À deux ans d’intervalle, La fuite vient enfoncer le clou fixé par la pièce de théâtre éponyme dont il se veut la transposition. En se donnant une matière inflammable, on dirait que Ghazi Zaghbani s’essaie à un chassé-croisé entre cinéma et théâtre sous la règle des trois unités. Unité de lieu : une chambre vétuste dans une maison close. Unité de temps : une journée. Unité d’action : un jeune salafiste, pour échapper à la police, vient se planquer chez une prostituée. Idée fort intéressante. Mais le bonheur de la trouvaille est de courte durée, et le maillage se révèle lâche. S’il est permis de rester circonspect devant ce premier long-métrage de fiction, c’est moins parce qu’il laisse craindre une resucée de la pièce que parce que le cinéma s’y négocie péniblement.
Pourtant, le film fonce tête baissée, trop confiant dans son cadre, vers un pari audacieux : par le recours privilégié au plan-séquence en circuit fermé, faire advenir en creux les enjeux d’une rencontre entre le salafiste et la prostituée. Avec une caméra portée qui ne ferme pas ses paupières, La fuite maintient ces deux âmes cabossées à n’être que des ombres condamnées à se cloîtrer dans un décor délavé, aux portes duquel s’échouent les rumeurs du hors-champ. On pourrait justifier le parti-pris, l’apesanteur de la caméra ne ménageant pas ses efforts pour faire de l’exigüité de la chambre bien plus qu’un cadre à la rencontre, où seules les couleurs légèrement saturées renforcent une appréhension âpre de ce monde sans chaleur. Mais, côté scénario, le récit ménage progressivement un autre ressort : la rencontre du salafiste avec un autre corps démontre que si les vocations peuvent diverger, les désirs restent les mêmes. L’opposition des deux points de vue s’assume ici comme une contrainte en voie de dépassement. Nuancée de manière exponentielle à mesure qu’on apprend sur le duo les bribes d’informations que le récit lâche goutte à goutte, cette opposition sert d’exposant à la manière dont le rapport au corps et son assignation sociale affecte les vies. Au blocage du salafiste, qui n’a pas encore fait la paix avec son corps, répond la liberté décomplexée chez la prostituée. La posture coincée du premier, joué par le réalisateur et conforté dans son interprétation introvertie, laisse du champ à une interprétation démente chez l’autre : peu dupe du jeu auquel elle se livre, la prostituée campée par Nadia Boussetta ne s’était jamais aussi bien incarnée qu’ici.

▶ CONSIGNE ÉCRITE A: Relève chaque ligne des enregistrements où figure le mot "pole".

▶ ENREGISTREMENTS SOURCES:
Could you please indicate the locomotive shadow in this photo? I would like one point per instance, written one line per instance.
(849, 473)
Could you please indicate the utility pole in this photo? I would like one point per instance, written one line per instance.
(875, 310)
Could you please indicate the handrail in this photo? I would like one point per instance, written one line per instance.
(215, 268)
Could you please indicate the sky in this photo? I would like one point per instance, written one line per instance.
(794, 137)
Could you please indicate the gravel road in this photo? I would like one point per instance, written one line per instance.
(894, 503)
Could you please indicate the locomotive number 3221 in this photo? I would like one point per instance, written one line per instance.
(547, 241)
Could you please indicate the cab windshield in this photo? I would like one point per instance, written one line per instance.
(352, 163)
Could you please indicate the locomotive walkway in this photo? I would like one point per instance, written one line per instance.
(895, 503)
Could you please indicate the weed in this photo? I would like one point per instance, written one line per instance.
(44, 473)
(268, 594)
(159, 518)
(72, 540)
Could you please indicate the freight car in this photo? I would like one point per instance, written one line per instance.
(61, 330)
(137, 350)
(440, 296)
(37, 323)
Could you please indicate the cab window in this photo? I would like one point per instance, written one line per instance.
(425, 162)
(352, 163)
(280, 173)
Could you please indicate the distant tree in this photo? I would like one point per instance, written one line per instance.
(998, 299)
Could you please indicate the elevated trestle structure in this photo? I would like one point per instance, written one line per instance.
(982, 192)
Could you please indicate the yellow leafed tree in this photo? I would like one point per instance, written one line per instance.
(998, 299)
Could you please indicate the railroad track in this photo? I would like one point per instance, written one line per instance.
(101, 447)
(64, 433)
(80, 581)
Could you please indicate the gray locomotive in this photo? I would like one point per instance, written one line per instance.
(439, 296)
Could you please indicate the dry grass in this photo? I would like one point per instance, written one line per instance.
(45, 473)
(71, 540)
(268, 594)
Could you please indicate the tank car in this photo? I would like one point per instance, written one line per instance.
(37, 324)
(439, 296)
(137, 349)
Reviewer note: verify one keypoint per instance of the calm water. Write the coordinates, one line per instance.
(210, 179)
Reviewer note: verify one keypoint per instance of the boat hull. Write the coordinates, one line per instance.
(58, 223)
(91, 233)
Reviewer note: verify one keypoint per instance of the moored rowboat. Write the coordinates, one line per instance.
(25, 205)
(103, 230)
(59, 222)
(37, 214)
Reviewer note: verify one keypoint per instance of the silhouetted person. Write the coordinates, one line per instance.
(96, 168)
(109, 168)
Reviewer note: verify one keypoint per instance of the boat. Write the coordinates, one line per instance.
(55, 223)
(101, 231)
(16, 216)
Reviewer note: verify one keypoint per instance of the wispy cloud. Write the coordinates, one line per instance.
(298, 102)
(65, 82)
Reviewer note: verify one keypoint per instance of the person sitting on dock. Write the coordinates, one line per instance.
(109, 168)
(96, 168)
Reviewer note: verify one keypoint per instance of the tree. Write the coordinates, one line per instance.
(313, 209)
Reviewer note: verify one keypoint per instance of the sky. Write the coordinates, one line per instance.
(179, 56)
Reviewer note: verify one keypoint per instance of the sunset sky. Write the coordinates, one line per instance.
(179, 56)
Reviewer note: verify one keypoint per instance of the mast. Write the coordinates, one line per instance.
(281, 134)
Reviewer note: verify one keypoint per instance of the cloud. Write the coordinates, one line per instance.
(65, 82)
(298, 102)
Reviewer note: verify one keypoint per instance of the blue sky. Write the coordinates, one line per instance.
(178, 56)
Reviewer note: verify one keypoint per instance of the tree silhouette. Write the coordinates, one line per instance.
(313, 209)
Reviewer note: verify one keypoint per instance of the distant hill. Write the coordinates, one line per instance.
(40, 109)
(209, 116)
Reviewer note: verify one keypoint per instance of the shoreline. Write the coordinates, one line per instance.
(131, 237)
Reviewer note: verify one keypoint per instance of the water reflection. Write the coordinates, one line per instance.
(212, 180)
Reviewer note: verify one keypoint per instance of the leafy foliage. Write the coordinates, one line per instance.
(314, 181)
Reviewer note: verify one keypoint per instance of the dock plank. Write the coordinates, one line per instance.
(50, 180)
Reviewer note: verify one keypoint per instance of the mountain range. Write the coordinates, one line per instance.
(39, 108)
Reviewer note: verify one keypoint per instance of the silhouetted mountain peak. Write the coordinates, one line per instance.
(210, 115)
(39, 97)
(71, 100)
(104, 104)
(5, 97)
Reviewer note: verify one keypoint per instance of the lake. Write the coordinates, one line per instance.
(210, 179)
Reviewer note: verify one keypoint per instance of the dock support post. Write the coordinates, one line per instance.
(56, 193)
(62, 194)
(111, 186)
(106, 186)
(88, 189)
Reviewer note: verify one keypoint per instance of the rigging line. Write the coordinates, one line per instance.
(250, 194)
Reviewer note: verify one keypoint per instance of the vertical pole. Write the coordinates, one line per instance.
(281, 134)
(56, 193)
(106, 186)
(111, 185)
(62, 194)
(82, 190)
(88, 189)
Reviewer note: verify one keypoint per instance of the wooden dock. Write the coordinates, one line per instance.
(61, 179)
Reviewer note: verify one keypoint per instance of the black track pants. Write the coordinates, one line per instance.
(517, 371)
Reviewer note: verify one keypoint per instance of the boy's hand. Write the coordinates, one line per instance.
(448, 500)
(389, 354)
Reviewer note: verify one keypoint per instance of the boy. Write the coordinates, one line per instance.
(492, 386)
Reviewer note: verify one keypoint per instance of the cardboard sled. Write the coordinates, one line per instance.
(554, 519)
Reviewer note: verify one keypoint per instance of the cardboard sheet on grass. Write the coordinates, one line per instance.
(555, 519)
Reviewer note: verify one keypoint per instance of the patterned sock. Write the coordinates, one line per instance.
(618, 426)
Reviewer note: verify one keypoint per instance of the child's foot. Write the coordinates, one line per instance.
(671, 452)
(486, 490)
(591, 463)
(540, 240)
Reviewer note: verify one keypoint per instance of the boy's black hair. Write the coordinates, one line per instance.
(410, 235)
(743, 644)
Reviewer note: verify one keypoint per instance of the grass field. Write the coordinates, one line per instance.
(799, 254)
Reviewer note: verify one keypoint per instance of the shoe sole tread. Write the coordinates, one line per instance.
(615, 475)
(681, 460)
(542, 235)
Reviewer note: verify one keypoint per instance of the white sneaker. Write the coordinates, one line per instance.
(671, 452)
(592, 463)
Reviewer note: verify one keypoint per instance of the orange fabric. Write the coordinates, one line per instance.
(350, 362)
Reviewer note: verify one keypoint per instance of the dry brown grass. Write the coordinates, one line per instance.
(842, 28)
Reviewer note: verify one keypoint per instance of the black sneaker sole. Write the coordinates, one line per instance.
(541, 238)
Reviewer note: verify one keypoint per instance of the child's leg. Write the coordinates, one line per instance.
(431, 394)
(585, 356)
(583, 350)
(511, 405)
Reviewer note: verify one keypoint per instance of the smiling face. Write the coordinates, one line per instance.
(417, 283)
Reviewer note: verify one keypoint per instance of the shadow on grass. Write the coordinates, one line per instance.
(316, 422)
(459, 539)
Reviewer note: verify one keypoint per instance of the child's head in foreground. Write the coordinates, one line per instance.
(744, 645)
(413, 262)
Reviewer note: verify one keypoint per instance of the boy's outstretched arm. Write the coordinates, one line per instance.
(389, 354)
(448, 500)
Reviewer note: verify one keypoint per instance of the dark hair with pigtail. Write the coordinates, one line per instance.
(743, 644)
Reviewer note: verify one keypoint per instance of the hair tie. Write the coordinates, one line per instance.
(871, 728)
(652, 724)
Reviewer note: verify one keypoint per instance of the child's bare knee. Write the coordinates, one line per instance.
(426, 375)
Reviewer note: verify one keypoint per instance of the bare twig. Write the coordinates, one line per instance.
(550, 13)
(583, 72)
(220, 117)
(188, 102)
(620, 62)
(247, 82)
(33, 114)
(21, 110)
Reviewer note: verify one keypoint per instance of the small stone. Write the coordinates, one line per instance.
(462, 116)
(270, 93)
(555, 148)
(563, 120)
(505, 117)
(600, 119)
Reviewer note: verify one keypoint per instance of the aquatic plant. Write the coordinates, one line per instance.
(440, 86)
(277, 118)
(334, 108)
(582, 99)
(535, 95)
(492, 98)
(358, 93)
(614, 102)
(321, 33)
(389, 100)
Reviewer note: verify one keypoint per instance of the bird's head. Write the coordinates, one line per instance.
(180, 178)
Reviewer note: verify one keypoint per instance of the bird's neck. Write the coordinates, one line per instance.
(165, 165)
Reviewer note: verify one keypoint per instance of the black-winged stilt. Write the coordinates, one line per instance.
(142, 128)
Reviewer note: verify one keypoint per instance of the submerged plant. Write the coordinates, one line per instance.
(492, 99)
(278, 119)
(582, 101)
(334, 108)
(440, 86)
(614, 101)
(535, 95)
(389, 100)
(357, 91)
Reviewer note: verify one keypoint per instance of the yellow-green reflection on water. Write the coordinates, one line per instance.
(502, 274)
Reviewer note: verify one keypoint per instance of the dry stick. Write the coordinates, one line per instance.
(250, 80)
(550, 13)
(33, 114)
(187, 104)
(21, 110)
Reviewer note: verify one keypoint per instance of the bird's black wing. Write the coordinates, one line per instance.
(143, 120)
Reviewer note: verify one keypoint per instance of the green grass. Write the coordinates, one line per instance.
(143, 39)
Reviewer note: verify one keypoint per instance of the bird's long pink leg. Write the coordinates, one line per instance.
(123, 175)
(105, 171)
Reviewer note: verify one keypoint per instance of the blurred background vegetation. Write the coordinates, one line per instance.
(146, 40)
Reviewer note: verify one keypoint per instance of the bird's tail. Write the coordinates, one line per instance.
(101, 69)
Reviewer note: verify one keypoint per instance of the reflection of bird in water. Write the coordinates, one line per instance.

▶ CONSIGNE ÉCRITE B: D'après la critique du film La fuite, quelle actrice interprète la prostituée ?

▶ RÉPONSE ATTENDUE A:
Could you please indicate the utility pole in this photo? I would like one point per instance, written one line per instance.
Reviewer note: verify one keypoint per instance of the vertical pole. Write the coordinates, one line per instance.

▶ RÉPONSE ATTENDUE B: Nadia Boussetta.